[Records excerpted from a collection]
---*---

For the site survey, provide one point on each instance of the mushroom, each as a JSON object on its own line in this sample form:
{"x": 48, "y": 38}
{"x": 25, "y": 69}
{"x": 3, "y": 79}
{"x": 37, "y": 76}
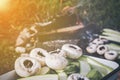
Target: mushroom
{"x": 101, "y": 49}
{"x": 98, "y": 41}
{"x": 111, "y": 55}
{"x": 26, "y": 66}
{"x": 91, "y": 48}
{"x": 39, "y": 54}
{"x": 56, "y": 62}
{"x": 72, "y": 51}
{"x": 76, "y": 76}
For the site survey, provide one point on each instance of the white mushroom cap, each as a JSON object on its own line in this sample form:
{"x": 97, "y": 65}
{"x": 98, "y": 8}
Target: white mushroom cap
{"x": 77, "y": 76}
{"x": 98, "y": 41}
{"x": 91, "y": 48}
{"x": 26, "y": 66}
{"x": 56, "y": 62}
{"x": 72, "y": 51}
{"x": 39, "y": 54}
{"x": 111, "y": 55}
{"x": 101, "y": 49}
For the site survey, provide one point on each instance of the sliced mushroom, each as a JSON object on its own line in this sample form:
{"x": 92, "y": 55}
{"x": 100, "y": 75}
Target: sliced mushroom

---*---

* _Task to carry out_
Return every line holding the word "sample" from the records.

* _Written solution_
For the site survey, provide one point on each instance of the mushroom, each as a JSON object on its own line in this sample form:
For the site survey, provide one point on each instance of the white mushroom cap, each as a JSON object on its own line in this sample form:
For the site survey, provide one point on each instance of the sliced mushroom, each as a JSON object on its own line in this sample form:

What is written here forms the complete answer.